» EXERCISE INSTRUCTIONS
Format the lines below, from the line containing "[mark] the girl's fingers" through the line containing "[mark] the bare", inclusive, as a JSON list of strings. Use one string per line, and omit any blank lines.

** start MATERIALS PROVIDED **

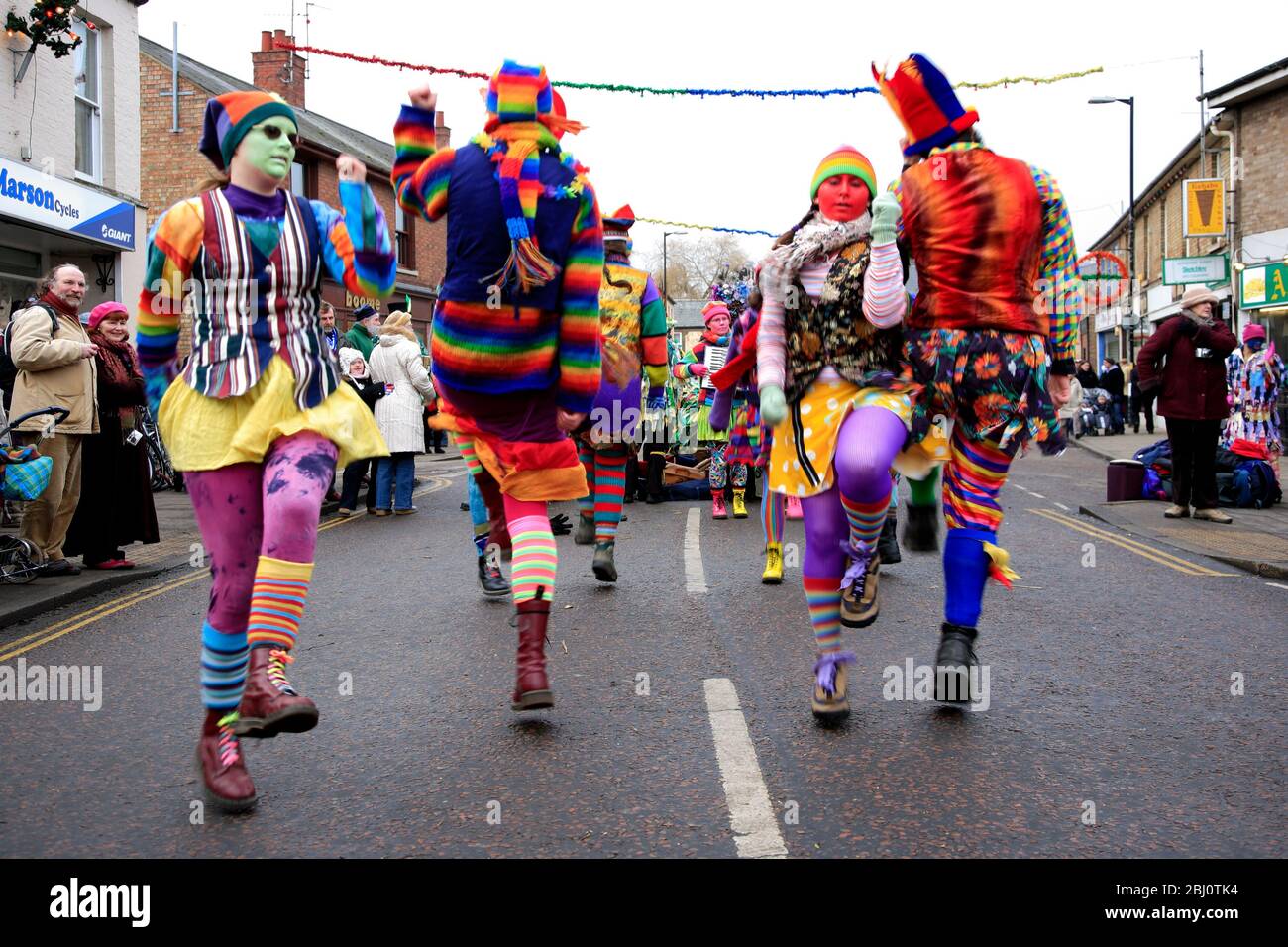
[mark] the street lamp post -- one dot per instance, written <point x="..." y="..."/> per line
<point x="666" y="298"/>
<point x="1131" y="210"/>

** end MATERIALS PROVIDED **
** start MATERIALS PROVIDED **

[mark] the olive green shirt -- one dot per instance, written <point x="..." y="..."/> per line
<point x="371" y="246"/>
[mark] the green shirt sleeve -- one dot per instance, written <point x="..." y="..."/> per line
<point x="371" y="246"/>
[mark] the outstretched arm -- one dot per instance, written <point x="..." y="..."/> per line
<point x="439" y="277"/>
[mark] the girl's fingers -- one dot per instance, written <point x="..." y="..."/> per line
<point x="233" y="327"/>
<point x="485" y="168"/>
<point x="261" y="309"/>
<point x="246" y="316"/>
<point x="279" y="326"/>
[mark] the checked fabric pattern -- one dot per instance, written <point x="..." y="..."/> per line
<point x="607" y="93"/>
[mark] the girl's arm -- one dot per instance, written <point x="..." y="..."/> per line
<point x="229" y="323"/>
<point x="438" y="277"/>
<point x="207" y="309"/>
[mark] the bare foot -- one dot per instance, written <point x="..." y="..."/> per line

** end MATERIALS PROVIDED **
** start MATERIALS PROVIDED **

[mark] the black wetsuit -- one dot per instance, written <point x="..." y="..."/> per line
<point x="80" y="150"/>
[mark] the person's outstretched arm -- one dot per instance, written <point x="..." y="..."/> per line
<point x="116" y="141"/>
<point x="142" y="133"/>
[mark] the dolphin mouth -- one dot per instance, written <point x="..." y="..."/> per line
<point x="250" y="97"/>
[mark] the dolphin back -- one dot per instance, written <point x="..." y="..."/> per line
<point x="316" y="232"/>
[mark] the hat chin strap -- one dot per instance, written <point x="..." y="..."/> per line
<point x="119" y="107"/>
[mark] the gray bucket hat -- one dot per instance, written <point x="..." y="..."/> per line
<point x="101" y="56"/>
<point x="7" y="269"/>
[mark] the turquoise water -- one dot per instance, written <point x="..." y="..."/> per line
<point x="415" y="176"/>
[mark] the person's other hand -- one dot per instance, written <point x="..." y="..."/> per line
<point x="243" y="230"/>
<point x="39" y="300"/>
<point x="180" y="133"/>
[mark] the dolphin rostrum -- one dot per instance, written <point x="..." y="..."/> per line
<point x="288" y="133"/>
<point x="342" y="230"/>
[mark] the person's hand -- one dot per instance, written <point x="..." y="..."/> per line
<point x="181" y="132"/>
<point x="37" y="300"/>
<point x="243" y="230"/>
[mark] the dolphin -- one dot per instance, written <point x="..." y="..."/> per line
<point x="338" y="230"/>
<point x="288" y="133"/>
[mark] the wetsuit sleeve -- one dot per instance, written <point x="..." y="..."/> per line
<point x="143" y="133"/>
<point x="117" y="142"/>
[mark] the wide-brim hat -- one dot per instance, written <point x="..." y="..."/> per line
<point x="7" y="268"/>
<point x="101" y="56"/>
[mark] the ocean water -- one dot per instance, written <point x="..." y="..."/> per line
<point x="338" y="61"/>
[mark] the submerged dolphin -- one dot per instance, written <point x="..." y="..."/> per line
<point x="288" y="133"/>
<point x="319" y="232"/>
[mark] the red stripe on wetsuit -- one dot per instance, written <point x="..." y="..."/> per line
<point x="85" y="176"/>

** end MATERIALS PROVIDED **

» FINAL ANSWER
[
  "[mark] the girl's fingers -- one dot per instance, written <point x=\"...\" y=\"...\"/> per line",
  "<point x=\"233\" y=\"327\"/>",
  "<point x=\"485\" y=\"168\"/>",
  "<point x=\"261\" y=\"309\"/>",
  "<point x=\"246\" y=\"316\"/>",
  "<point x=\"279\" y=\"326\"/>",
  "[mark] the checked fabric pattern -- one dot per instance, written <point x=\"...\" y=\"...\"/> per line",
  "<point x=\"607\" y=\"93\"/>",
  "[mark] the girl's arm -- one dot per instance, written <point x=\"...\" y=\"...\"/> per line",
  "<point x=\"229\" y=\"323\"/>",
  "<point x=\"438\" y=\"277\"/>",
  "<point x=\"207\" y=\"309\"/>",
  "[mark] the bare foot -- one dot per instance, written <point x=\"...\" y=\"...\"/> per line"
]